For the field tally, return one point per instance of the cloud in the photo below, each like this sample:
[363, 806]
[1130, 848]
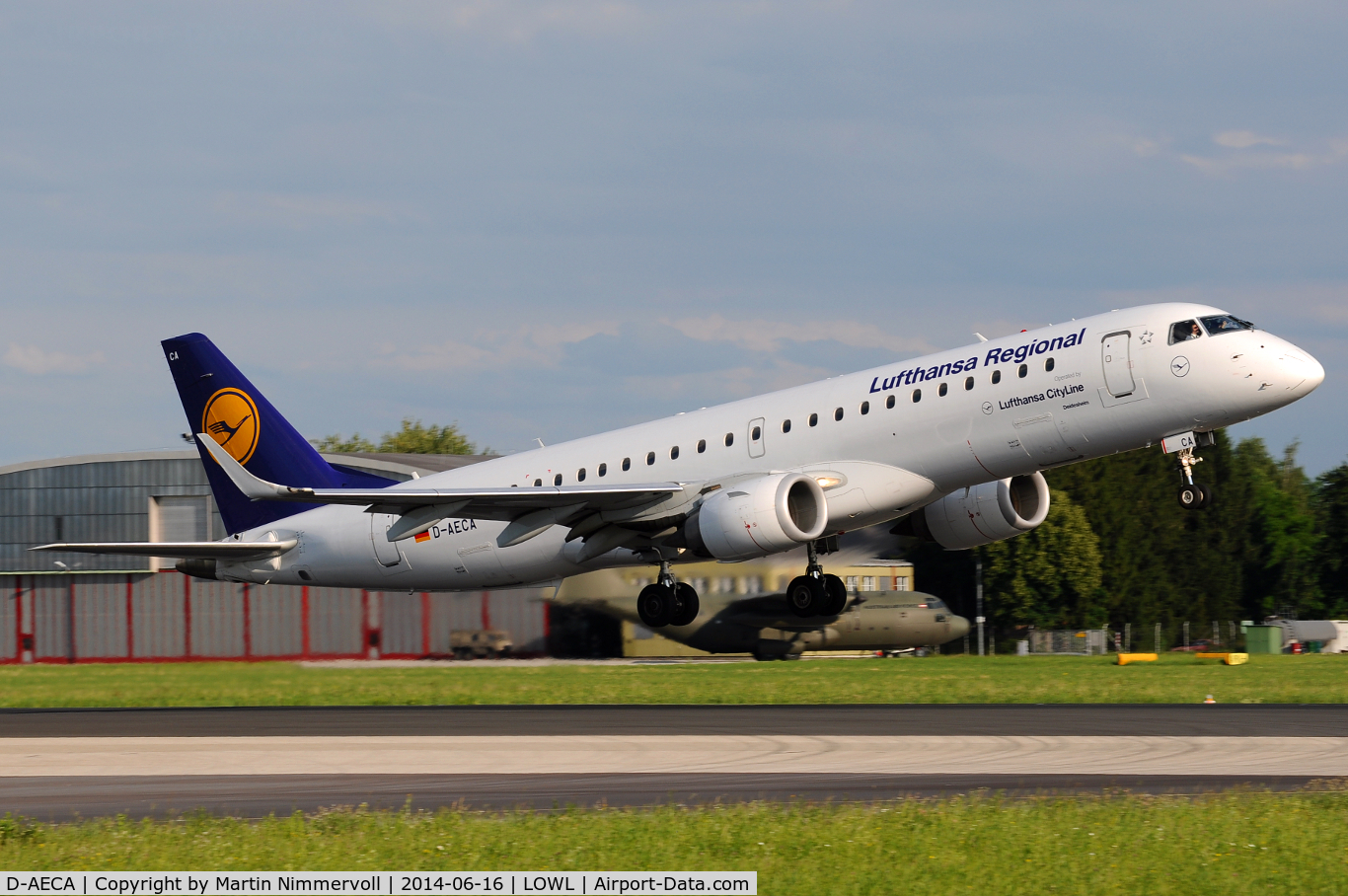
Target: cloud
[516, 22]
[33, 360]
[299, 212]
[1245, 155]
[1244, 139]
[522, 346]
[767, 335]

□ □ □ □ □ □ □

[Work order] Repeat the data above exactly, images excluded.

[Reply]
For the field tally, return one point per instance of the cloud in the photo below, each like this sample:
[363, 806]
[1130, 848]
Target: cloud
[516, 22]
[33, 360]
[299, 212]
[1245, 155]
[1244, 139]
[522, 346]
[767, 335]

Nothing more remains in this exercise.